▶ [Problem details]:
State the number of lines in these records that include the string "headscarf", and say nothing more.

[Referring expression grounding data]
####

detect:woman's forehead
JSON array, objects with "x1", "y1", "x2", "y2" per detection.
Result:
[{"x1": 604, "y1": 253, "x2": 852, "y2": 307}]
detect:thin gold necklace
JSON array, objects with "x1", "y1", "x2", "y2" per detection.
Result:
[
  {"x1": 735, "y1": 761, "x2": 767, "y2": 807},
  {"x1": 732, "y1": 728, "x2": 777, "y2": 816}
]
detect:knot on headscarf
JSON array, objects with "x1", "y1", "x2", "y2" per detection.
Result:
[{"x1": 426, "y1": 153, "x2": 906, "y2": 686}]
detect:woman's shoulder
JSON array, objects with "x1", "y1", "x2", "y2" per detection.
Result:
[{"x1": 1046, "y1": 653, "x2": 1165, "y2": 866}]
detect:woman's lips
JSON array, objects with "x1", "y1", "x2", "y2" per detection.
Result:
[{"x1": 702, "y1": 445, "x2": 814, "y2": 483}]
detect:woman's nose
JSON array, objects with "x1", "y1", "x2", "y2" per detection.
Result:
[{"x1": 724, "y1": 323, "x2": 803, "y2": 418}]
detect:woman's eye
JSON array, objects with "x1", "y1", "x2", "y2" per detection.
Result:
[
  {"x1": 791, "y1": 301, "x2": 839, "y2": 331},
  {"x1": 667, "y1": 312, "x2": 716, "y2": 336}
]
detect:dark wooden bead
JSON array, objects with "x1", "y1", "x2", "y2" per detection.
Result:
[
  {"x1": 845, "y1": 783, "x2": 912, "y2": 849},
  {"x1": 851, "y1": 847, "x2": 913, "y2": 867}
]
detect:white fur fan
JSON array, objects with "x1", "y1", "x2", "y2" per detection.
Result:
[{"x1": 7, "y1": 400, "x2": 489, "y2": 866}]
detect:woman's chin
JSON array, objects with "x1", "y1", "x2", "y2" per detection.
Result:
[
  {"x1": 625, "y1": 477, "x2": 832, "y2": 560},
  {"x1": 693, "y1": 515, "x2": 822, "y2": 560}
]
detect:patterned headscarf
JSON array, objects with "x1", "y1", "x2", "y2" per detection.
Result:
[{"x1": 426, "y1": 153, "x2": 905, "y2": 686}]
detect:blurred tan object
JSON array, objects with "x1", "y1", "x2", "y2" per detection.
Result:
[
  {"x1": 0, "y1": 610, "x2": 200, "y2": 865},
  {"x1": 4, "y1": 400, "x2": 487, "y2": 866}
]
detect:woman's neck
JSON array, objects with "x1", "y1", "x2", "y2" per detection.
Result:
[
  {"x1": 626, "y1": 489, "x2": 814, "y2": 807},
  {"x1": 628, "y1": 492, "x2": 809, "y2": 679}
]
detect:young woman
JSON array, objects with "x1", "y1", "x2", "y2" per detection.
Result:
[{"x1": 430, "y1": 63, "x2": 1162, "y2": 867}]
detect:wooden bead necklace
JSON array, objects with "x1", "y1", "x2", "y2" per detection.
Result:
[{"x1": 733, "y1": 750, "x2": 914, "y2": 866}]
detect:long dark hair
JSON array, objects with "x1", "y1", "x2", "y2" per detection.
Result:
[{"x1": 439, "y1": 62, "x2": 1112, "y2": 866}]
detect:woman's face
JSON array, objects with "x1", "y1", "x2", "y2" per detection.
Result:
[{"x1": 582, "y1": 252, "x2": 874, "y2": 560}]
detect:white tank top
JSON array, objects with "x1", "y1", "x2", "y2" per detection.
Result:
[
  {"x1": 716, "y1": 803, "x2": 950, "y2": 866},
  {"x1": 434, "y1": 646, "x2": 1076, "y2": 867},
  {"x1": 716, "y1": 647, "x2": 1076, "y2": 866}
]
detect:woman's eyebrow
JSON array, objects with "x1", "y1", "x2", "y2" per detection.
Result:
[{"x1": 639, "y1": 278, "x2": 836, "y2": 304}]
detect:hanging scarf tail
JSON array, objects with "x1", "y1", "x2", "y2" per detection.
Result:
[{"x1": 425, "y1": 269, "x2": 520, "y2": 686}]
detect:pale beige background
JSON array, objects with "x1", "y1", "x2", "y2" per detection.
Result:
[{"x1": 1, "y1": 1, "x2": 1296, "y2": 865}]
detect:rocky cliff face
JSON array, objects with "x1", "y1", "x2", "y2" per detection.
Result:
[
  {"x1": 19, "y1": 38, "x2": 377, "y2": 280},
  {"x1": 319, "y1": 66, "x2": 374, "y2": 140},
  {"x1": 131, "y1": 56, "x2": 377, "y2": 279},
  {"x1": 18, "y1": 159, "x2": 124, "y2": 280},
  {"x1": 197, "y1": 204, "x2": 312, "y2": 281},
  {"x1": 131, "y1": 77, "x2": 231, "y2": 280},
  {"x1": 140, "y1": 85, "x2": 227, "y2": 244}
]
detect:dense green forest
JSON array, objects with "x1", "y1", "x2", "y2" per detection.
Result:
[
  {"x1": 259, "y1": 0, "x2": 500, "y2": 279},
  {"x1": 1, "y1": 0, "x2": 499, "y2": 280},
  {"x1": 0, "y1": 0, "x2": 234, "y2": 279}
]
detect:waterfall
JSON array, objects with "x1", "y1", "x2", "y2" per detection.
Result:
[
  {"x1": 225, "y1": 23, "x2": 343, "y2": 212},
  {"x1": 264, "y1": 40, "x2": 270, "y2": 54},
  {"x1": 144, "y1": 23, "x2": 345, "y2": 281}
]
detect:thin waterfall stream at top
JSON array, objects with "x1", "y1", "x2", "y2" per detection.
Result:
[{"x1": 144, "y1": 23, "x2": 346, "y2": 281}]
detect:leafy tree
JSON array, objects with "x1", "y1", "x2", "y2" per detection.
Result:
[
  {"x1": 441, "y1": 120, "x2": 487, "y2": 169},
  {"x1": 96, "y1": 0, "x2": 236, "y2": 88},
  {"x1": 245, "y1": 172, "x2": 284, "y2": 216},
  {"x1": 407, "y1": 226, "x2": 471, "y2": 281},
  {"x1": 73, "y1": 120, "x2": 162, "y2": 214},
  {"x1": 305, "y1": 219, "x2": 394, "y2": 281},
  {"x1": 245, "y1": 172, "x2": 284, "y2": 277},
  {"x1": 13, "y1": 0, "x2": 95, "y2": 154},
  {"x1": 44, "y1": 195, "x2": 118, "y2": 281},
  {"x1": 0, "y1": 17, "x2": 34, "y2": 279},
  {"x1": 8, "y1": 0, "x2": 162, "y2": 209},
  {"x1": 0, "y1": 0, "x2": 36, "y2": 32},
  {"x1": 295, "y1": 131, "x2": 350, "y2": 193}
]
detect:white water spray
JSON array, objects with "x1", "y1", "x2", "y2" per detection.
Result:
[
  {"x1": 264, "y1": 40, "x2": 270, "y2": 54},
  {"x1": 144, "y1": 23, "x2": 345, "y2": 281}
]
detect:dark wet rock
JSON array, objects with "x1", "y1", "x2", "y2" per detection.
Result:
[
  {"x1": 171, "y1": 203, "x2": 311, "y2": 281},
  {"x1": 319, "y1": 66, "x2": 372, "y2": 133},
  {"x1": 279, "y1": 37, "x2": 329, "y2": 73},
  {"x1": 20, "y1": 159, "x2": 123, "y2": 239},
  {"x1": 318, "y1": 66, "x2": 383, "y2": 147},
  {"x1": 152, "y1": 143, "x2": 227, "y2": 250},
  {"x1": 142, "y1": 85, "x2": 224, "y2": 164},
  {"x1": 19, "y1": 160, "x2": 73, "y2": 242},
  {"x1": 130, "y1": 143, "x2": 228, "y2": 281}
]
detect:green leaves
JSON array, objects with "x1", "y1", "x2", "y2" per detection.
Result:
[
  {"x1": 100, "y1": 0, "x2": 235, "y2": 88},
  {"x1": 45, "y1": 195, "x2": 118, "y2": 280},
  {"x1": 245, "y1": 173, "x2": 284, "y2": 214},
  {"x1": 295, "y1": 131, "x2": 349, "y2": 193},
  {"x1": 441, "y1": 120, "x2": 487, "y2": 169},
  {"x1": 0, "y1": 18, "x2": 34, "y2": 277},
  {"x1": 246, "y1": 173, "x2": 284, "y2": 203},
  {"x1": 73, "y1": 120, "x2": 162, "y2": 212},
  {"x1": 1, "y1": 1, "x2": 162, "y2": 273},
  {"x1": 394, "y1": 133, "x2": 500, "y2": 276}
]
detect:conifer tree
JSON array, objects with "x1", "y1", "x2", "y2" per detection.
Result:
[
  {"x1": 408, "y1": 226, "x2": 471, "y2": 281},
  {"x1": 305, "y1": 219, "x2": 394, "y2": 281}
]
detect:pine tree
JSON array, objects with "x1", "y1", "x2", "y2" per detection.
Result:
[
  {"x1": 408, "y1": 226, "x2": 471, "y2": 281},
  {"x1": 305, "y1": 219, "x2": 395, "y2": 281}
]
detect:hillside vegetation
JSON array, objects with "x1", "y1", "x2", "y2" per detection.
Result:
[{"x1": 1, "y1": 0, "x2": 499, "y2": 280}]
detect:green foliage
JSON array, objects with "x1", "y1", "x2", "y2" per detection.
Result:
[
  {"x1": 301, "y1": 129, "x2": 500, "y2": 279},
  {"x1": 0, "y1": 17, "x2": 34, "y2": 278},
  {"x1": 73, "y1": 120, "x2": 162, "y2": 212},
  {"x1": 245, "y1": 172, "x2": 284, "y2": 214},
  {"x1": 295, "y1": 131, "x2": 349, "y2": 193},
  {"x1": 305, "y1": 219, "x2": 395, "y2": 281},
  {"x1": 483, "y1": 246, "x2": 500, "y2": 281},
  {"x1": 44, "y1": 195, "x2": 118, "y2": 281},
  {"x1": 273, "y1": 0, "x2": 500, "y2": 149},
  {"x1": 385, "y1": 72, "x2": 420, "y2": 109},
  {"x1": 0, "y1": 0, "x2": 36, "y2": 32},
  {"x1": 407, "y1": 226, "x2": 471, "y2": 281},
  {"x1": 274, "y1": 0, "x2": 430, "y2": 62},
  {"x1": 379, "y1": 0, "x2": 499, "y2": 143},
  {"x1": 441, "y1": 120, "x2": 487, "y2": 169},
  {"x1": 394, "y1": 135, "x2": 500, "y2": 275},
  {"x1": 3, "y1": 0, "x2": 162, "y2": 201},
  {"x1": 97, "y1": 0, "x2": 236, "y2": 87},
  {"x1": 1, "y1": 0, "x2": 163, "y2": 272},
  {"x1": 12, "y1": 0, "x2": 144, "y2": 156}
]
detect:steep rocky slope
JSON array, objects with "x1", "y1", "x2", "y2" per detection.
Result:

####

▶ [Finished task]:
2